*Passage*.
.....

Erica E. Phillips is managing editor at the Los Angeles Business Journal. She previously worked at The Wall Street Journal’s Los Angeles bureau, first as a general assignment reporter and then covering shipping, logistics, and global supply chains. Prior to moderating a UCLA Anderson/Zócalo Public Square panel titled “Is America Ready for the Next Recession?,” she sat down in the green room and spoke about her childhood nicknames, her love of Long Beach, and shipping container spotting.
What are you reading right now?
Right now I’m reading a novel called Pull Me Under by Kelly Luce. And I found it at Stories [the bookstore] in Echo Park. No one I know has ever heard of it, but so far so good.
What question do you get asked most often by aspiring journalists?
Well, two questions, that are actually really different, but I’ll just give you both of them:
One is whether they should get into journalism. And I’ll give you my answer as well—which is yes, journalism needs smart people. And I think the best thing to do is to work in a newsroom. It helps you understand the pace and the requirements of doing news on a daily schedule.
The other question is, do you get assigned stories, or do you go out and find your own? I think the case for everyone is a mix of both. And now that I’m an editor, that is still true. Actually, I like reporters who have their own ideas. I think they’re more invested in ideas that they get right from the reporting itself. Young journalists should be encouraged to be creative and develop their ideas.

.....

*Rows*.
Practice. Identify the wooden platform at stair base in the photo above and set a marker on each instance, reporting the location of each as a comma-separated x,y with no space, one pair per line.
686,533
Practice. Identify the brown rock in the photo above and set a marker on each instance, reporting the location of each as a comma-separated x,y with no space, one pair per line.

.....

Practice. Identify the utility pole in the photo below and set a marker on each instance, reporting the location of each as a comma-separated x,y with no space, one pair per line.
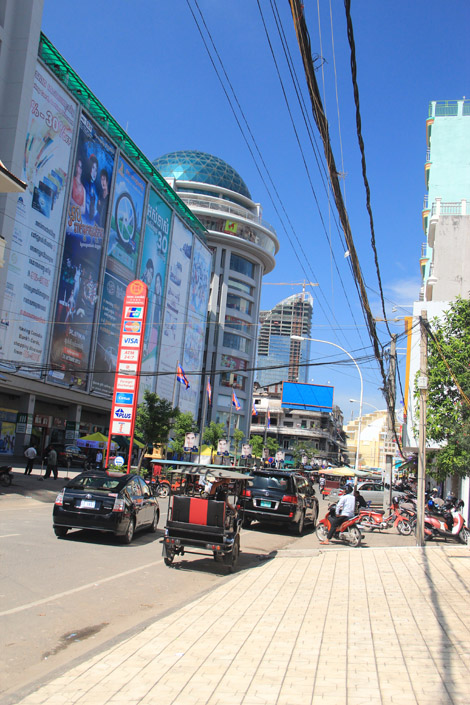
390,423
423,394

.....

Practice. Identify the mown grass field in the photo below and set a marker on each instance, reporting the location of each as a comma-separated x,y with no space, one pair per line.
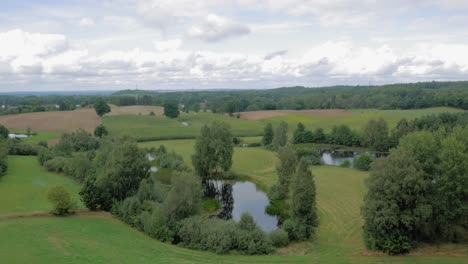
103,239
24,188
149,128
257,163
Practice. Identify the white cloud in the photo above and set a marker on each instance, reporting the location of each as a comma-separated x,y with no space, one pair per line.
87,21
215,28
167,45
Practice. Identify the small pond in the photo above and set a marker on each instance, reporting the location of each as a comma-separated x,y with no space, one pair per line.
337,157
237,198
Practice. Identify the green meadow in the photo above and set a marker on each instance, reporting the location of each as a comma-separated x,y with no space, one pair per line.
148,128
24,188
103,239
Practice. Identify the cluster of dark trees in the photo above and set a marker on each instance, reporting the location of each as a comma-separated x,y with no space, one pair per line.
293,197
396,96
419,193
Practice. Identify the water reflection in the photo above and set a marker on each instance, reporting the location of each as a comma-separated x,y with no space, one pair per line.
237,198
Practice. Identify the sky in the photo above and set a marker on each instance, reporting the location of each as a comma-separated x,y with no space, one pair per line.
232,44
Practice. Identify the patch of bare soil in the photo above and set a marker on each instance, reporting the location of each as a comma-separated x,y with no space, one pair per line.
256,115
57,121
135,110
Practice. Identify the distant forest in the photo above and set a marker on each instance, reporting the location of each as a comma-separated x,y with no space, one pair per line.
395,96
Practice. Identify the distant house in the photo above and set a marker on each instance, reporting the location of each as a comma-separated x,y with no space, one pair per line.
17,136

.....

Answer these questions from the interview with Erica E. Phillips:
1. At which publication is she managing editor?
2. Where did she find the novel she is reading?
3. Where does she say aspiring journalists should work?

*Task response*.
1. The Los Angeles Business Journal.
2. At Stories, a bookstore in Echo Park.
3. In a newsroom.